Une autre raison de la réussite de l’IVLB, c’est son argument massue : il est le seul à fixer les prix de la viande qu’il distribue. «Nous les lançons après concertations en septembre, les acheteurs sont prévenus quatre semaines à l’avance, précise Arthur Meyers. Ces prix sont les mêmes pour tout le monde. C’est un avantage pour nous, bien sûr, parce que nous n’avons pas à négocier le prix de chaque bête, mais c’est aussi bénéfique pour nos clients qui savent exactement ce que la viande va leur coûter dans l’année.» Pour que ce système fonctionne, il faut évidemment rester raisonnable pour que tout le monde puisse s’y retrouver et c’est visiblement le cas : «Nos prix sont acceptés sans problème par les acheteurs.»

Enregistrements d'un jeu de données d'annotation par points
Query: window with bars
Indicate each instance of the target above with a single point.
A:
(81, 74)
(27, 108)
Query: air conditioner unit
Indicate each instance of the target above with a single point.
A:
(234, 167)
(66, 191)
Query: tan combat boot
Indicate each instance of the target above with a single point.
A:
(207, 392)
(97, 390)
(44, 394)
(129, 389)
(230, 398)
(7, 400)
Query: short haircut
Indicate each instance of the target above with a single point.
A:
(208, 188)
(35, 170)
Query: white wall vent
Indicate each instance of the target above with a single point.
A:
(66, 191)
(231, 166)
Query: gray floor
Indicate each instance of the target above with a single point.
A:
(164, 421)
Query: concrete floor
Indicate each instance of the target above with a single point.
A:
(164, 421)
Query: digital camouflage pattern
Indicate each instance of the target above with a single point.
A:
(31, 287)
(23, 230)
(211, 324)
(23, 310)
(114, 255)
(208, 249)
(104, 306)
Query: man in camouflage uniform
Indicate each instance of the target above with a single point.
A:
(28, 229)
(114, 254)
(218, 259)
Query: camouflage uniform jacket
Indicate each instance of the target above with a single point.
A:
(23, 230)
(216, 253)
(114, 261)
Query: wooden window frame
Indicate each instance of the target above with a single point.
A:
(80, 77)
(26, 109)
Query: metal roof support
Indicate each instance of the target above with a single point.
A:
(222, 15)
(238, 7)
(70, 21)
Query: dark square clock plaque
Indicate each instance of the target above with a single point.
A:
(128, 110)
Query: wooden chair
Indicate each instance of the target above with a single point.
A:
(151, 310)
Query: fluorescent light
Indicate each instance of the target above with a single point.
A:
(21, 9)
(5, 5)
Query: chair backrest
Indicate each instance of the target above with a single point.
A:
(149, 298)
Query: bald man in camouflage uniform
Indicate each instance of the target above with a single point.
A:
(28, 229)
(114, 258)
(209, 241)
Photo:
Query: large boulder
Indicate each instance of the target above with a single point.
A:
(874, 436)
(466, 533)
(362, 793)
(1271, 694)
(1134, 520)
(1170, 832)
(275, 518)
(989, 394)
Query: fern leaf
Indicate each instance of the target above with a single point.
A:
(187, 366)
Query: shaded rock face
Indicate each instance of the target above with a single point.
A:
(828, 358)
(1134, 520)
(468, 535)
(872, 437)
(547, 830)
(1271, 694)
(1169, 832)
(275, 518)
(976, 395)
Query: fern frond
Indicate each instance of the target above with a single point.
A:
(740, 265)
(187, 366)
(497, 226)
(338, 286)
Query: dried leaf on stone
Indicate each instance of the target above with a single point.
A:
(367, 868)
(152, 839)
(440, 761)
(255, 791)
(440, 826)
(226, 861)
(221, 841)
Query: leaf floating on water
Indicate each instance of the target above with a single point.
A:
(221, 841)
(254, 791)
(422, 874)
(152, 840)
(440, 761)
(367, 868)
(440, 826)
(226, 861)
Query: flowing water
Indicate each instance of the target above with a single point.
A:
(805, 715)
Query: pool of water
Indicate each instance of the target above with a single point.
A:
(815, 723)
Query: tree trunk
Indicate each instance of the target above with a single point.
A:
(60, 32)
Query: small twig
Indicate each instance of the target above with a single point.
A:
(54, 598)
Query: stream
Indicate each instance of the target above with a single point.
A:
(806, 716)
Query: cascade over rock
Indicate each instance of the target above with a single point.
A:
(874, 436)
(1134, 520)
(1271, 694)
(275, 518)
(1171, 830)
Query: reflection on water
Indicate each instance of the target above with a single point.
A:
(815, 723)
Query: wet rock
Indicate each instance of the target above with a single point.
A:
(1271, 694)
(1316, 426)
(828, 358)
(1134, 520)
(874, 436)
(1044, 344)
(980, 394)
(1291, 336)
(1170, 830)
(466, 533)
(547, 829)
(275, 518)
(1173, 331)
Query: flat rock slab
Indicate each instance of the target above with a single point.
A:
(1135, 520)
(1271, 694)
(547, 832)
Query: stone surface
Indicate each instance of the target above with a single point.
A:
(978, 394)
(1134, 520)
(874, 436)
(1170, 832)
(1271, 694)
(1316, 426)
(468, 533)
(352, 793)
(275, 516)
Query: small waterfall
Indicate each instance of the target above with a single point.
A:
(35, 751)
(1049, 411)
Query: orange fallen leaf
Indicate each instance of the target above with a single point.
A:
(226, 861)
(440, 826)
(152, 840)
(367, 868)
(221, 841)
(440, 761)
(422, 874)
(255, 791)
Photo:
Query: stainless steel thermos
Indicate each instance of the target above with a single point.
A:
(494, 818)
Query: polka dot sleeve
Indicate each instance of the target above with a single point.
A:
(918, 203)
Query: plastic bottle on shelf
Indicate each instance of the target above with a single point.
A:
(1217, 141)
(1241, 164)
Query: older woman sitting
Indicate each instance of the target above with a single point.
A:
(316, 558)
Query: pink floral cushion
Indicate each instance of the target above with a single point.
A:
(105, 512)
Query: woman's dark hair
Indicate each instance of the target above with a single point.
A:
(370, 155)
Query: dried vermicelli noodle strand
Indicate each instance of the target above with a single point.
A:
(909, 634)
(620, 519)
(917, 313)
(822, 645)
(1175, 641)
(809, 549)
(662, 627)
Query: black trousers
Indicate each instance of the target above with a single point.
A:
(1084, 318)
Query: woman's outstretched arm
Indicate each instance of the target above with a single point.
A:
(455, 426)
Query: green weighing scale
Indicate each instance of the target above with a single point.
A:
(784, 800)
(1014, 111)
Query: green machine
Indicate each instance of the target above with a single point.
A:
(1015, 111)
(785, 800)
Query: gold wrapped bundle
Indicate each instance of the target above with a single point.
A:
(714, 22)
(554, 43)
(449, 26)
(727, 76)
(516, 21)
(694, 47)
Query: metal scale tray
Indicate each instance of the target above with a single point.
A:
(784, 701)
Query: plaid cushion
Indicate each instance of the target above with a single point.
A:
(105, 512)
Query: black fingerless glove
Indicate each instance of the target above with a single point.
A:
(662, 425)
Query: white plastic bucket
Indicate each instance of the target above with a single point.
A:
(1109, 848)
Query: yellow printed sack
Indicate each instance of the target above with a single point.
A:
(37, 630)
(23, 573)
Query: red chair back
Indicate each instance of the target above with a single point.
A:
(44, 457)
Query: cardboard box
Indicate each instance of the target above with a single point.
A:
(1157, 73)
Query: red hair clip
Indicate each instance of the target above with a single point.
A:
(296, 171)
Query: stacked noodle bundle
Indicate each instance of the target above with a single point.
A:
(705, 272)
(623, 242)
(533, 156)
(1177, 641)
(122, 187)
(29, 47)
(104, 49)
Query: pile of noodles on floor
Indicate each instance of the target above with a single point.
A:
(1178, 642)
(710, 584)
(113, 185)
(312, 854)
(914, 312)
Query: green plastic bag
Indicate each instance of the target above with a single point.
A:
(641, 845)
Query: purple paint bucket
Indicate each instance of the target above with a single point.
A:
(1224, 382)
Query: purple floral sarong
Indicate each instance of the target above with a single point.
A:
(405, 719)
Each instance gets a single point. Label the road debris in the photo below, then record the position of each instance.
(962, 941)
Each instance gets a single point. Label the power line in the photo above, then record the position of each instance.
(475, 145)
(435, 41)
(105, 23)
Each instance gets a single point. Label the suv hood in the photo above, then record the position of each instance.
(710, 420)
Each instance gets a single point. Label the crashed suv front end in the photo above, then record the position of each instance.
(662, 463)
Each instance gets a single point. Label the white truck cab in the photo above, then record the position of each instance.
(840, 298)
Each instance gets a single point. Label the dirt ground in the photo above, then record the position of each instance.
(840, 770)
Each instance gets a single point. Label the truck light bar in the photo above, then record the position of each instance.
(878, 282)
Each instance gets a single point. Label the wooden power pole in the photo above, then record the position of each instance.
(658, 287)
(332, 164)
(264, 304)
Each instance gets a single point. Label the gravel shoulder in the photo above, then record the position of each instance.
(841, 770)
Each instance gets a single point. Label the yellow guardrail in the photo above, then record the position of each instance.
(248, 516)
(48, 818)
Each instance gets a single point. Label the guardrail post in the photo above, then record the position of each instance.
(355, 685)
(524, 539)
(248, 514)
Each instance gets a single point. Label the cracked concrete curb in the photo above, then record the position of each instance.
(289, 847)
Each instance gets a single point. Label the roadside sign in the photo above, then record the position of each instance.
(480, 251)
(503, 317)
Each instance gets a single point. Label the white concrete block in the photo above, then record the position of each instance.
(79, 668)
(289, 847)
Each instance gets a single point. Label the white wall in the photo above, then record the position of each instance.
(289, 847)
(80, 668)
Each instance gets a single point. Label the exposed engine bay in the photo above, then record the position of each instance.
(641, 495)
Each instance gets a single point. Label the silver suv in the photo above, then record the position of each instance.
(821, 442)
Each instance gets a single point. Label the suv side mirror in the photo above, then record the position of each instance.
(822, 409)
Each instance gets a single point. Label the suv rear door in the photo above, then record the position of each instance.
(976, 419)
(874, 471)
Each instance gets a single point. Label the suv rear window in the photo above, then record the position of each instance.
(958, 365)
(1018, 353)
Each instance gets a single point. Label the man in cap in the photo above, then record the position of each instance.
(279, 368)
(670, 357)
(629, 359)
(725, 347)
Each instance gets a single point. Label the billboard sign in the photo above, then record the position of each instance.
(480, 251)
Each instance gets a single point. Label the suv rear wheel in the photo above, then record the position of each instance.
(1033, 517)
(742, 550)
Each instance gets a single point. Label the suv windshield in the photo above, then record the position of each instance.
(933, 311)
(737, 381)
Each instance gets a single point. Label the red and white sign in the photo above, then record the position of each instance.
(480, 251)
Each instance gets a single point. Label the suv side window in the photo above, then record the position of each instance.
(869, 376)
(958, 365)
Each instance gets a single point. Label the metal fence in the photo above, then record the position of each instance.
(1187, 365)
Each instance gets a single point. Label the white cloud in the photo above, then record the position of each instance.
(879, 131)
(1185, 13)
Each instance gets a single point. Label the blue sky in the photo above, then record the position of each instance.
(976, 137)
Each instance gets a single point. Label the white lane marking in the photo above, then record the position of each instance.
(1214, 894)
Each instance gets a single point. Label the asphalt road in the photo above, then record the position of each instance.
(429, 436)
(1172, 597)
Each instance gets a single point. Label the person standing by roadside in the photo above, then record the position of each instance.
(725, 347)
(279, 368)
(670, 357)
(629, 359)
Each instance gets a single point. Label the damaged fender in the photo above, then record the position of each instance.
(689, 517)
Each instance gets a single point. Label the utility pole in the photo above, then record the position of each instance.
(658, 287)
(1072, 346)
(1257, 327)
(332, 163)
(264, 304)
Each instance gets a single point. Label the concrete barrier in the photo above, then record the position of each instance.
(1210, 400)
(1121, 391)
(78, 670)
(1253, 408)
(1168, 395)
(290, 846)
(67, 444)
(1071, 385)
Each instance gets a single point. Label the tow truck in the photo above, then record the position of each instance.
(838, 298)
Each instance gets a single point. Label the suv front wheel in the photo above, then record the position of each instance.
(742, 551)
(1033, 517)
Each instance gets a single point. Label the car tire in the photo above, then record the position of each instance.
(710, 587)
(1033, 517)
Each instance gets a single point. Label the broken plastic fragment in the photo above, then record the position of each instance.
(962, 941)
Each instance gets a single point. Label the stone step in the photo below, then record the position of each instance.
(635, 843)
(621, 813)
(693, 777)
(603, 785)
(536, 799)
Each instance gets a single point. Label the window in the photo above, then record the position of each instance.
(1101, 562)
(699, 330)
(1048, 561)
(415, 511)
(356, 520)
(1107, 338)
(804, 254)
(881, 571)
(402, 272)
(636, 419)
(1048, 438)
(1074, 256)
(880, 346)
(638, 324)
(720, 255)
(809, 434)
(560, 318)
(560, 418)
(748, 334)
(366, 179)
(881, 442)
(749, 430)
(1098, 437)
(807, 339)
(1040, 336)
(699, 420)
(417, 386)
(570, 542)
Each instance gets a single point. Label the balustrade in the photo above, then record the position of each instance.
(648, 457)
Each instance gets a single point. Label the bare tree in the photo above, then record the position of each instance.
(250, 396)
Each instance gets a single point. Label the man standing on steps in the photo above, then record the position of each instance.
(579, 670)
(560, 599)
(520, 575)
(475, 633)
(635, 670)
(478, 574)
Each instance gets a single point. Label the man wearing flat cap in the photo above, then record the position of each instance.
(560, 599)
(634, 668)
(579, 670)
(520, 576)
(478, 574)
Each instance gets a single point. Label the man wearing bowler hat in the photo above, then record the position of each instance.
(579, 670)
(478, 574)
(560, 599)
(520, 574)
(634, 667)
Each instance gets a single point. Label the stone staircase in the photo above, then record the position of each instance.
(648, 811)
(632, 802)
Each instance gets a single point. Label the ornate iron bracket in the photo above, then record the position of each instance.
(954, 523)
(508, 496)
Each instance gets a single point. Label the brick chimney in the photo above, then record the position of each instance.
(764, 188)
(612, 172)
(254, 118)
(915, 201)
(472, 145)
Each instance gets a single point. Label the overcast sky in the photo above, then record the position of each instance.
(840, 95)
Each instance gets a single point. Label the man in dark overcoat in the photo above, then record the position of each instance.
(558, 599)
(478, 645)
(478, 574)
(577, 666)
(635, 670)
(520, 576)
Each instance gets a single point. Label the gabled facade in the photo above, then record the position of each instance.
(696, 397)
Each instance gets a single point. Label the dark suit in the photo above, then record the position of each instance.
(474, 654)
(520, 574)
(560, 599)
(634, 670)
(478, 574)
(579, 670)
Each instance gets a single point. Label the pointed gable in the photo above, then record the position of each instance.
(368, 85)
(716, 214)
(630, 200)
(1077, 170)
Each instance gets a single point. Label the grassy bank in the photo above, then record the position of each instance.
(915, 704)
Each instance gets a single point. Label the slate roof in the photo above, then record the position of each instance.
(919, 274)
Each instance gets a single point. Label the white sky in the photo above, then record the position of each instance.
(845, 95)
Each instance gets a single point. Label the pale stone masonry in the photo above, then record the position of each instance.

Consigne: Reproduisez intégralement le texte sur les prix de la viande fixés par l'IVLB. La liste ci-dessus constitue un matériau à part, indépendant du texte.

Résultat:
Une autre raison de la réussite de l’IVLB, c’est son argument massue : il est le seul à fixer les prix de la viande qu’il distribue. «Nous les lançons après concertations en septembre, les acheteurs sont prévenus quatre semaines à l’avance, précise Arthur Meyers. Ces prix sont les mêmes pour tout le monde. C’est un avantage pour nous, bien sûr, parce que nous n’avons pas à négocier le prix de chaque bête, mais c’est aussi bénéfique pour nos clients qui savent exactement ce que la viande va leur coûter dans l’année.» Pour que ce système fonctionne, il faut évidemment rester raisonnable pour que tout le monde puisse s’y retrouver et c’est visiblement le cas : «Nos prix sont acceptés sans problème par les acheteurs.»